>> START EXCERPTED PASSAGE
Obama’s perverse assault on private charity
Individual Americans are among the most charitable, if not the most charitable in the world. Just how much do they give?
Every year, religious institutions, charitable organizations and philanthropically inclined individuals and corporations give of their time, talents and financial resources to assist those in need. This benevolence is an essential part of the fabric of our country as well as a compelling reminder of the social welfare voluntarily produced by our free-market economy.
According to data compiled by the Atlas of Giving, Americans gave $346.1 billion to charity in 2011 — a 7.6 percent increase from the previous year. That’s an astounding figure when one considers that median household income declined by 1.3 percent last year after adjusting for inflation.
Americans help those in need — even when times are tough. In the process, they generate a nonprofit economy that accounts for nearly 6 percent of our gross domestic product and 10 percent of our workforce, according to the latest data from the National Center for Charitable Statistics.
Those amazing levels of giving happen in spite of the fact that the government sucks 2.3 trillion dollars out of the private economy each year. How much more would people give if they weren’t being taxed so high? What great things could be accomplished?
Well, for one thing, there would be more employment in the private charity field. This would mean more jobs
A) because more money to private charity means more jobs
B) because less money sucked out of the private economy means more jobs.
This, in turn, would mean fewer people would need charity, and the extra money could be spent on productive things that create even more employment. Instead, the government sucks huge amounts of money and pumps it into highly inefficient programs.
“President Obama has thrown money at anti-poverty programs at an unprecedented rate,” according to a 2012 policy analysis by Michael D. Tanner of the Cato Institute. “In fact, since President Obama took office, federal welfare spending has increased by 41 percent, more than $193 billion per year.”
>> END EXCERPTED PASSAGE
>> START DATA RECORDS
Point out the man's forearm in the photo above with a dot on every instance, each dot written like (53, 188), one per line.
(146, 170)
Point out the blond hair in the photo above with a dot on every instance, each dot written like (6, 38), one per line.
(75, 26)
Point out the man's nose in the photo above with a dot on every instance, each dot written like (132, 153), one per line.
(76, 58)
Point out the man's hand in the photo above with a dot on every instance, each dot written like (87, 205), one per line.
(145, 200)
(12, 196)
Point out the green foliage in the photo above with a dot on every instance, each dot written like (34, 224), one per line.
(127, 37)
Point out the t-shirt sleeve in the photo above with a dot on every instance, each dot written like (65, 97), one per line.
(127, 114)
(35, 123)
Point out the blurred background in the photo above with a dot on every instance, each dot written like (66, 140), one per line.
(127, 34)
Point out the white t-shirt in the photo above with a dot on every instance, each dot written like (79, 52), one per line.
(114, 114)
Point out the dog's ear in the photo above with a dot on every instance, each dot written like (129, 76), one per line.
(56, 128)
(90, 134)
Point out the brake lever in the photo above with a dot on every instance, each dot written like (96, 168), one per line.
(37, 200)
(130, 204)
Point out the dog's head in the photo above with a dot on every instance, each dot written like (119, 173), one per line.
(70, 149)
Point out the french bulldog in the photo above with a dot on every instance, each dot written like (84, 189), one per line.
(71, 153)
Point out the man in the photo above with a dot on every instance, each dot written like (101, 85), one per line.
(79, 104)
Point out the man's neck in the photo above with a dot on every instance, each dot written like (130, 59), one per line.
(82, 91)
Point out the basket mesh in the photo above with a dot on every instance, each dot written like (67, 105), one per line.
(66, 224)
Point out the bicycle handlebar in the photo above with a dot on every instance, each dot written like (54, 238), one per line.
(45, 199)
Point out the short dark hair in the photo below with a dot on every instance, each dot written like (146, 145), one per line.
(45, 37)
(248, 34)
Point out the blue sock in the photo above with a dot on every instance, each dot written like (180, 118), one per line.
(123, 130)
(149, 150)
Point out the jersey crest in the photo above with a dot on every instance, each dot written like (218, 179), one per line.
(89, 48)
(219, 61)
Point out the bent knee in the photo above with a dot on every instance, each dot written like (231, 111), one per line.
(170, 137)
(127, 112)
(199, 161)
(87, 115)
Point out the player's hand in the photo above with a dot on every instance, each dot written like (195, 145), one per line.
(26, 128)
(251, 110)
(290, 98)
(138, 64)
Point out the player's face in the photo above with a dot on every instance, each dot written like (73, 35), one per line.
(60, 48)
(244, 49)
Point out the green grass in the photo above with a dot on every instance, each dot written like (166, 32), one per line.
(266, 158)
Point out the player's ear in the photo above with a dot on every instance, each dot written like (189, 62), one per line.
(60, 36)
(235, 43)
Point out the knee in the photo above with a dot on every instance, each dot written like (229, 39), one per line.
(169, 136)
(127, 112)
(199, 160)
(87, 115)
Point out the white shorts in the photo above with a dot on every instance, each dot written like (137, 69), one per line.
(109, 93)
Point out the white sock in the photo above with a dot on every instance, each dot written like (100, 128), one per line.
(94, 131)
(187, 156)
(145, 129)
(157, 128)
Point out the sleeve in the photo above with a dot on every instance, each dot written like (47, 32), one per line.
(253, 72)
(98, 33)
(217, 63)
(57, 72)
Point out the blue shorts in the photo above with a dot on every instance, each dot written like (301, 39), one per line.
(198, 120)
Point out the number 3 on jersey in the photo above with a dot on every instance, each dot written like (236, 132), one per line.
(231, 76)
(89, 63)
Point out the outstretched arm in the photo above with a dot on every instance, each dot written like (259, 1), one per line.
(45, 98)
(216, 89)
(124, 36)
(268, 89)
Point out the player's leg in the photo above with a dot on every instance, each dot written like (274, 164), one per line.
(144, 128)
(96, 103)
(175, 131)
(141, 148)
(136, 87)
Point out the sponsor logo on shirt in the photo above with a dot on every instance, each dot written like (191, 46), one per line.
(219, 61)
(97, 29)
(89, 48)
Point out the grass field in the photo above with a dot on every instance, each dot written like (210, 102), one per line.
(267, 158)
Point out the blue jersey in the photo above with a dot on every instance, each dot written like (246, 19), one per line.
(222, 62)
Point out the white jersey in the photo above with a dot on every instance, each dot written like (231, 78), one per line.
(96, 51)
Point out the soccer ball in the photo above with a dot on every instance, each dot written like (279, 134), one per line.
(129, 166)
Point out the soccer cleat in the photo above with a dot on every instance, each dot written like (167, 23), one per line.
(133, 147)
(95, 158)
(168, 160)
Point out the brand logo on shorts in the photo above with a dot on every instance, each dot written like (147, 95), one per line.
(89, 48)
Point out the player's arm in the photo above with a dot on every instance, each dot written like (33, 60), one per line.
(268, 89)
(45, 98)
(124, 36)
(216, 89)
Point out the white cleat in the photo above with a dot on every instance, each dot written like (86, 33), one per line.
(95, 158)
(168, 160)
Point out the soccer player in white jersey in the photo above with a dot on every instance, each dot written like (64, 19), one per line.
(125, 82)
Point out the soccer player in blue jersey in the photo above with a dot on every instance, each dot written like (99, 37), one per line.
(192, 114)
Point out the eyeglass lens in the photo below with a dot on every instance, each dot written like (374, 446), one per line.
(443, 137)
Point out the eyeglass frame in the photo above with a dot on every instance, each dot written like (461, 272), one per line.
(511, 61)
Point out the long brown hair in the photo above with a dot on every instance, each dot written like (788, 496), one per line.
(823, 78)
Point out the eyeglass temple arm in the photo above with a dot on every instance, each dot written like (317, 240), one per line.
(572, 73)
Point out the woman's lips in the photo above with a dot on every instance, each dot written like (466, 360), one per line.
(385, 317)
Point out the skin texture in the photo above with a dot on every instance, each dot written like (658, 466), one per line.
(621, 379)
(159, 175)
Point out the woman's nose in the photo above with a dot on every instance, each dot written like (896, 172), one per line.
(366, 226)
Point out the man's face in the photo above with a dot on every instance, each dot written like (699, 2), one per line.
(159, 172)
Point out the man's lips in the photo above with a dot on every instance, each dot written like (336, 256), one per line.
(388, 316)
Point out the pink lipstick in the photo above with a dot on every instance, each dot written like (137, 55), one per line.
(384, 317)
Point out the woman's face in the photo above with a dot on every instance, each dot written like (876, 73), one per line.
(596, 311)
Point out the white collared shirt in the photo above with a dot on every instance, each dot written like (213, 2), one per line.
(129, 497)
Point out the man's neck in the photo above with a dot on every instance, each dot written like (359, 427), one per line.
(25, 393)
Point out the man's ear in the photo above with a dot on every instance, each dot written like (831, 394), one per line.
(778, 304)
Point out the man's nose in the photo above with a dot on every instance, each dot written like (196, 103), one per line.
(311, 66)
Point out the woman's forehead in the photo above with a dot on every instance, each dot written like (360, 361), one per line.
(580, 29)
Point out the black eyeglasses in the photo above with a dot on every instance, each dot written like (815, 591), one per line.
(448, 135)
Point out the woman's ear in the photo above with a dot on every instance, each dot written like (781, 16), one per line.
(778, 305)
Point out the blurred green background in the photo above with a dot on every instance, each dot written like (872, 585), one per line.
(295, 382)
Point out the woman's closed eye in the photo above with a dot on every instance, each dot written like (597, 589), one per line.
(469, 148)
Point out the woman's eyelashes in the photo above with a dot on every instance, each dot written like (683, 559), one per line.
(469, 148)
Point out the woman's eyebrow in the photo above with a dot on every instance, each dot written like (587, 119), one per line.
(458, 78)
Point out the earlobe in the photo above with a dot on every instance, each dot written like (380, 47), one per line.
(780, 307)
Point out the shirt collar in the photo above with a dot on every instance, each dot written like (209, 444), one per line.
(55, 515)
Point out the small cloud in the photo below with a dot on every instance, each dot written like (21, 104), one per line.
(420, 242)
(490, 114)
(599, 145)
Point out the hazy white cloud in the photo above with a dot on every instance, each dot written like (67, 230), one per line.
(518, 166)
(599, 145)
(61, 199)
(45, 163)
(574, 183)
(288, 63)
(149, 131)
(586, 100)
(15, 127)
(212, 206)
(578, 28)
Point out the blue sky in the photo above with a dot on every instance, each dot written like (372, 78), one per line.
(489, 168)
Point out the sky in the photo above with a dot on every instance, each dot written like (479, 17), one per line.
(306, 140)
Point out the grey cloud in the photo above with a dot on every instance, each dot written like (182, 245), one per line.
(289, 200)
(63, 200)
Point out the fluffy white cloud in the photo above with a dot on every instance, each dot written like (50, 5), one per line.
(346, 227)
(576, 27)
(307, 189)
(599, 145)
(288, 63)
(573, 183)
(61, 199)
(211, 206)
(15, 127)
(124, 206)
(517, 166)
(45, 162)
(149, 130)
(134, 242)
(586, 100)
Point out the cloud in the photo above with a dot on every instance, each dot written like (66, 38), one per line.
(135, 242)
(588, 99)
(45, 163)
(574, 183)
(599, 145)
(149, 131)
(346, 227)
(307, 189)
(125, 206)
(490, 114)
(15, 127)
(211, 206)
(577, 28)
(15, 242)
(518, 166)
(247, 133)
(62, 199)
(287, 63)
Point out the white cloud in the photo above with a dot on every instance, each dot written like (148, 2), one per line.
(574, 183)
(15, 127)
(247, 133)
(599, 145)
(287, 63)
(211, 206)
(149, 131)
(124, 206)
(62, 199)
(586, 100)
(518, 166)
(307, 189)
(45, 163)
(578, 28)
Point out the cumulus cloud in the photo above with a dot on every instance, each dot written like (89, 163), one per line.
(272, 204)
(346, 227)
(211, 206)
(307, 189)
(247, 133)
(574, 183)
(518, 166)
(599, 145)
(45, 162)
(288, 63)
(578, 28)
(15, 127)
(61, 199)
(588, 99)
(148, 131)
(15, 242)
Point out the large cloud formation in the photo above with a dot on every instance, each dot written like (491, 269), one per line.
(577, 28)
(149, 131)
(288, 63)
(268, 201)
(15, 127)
>> END DATA RECORDS
TASK 1 →
Please reproduce the article on Obama and private charity in full, word for word.
TASK 2 →
Edit the entries from the line containing "Point out the cloud" through the end of the entries, replacing "one per line" with "each on its own line" and leaving all else unchanged. Return only that stretch.

EXPECTED ANSWER 1 →
Obama’s perverse assault on private charity
Individual Americans are among the most charitable, if not the most charitable in the world. Just how much do they give?
Every year, religious institutions, charitable organizations and philanthropically inclined individuals and corporations give of their time, talents and financial resources to assist those in need. This benevolence is an essential part of the fabric of our country as well as a compelling reminder of the social welfare voluntarily produced by our free-market economy.
According to data compiled by the Atlas of Giving, Americans gave $346.1 billion to charity in 2011 — a 7.6 percent increase from the previous year. That’s an astounding figure when one considers that median household income declined by 1.3 percent last year after adjusting for inflation.
Americans help those in need — even when times are tough. In the process, they generate a nonprofit economy that accounts for nearly 6 percent of our gross domestic product and 10 percent of our workforce, according to the latest data from the National Center for Charitable Statistics.
Those amazing levels of giving happen in spite of the fact that the government sucks 2.3 trillion dollars out of the private economy each year. How much more would people give if they weren’t being taxed so high? What great things could be accomplished?
Well, for one thing, there would be more employment in the private charity field. This would mean more jobs
A) because more money to private charity means more jobs
B) because less money sucked out of the private economy means more jobs.
This, in turn, would mean fewer people would need charity, and the extra money could be spent on productive things that create even more employment. Instead, the government sucks huge amounts of money and pumps it into highly inefficient programs.
“President Obama has thrown money at anti-poverty programs at an unprecedented rate,” according to a 2012 policy analysis by Michael D. Tanner of the Cato Institute. “In fact, since President Obama took office, federal welfare spending has increased by 41 percent, more than $193 billion per year.”

EXPECTED ANSWER 2 →
Point out the cloud in the photo above with a dot on every instance, each dot written like (66, 38), each on its own line.
(135, 242)
(588, 99)
(45, 163)
(574, 183)
(599, 145)
(149, 131)
(346, 227)
(307, 189)
(125, 206)
(490, 114)
(15, 127)
(211, 206)
(577, 28)
(15, 242)
(518, 166)
(247, 133)
(62, 199)
(287, 63)
Point out the white cloud in the photo above with a dot on every instance, each dot written like (148, 2), each on its own line.
(574, 183)
(15, 127)
(247, 133)
(599, 145)
(287, 63)
(211, 206)
(149, 131)
(124, 206)
(62, 199)
(586, 100)
(518, 166)
(307, 189)
(45, 163)
(578, 28)
Point out the cumulus cloud in the photo above with a dot on every instance, each dot written like (89, 163), each on its own line.
(272, 204)
(346, 227)
(211, 206)
(307, 189)
(247, 133)
(574, 183)
(518, 166)
(599, 145)
(45, 162)
(288, 63)
(578, 28)
(15, 127)
(61, 199)
(588, 99)
(148, 131)
(15, 242)
Point out the large cloud formation in the photo above with a dot on every instance, each dot written like (491, 269), each on its own line.
(577, 28)
(149, 131)
(288, 63)
(268, 201)
(15, 127)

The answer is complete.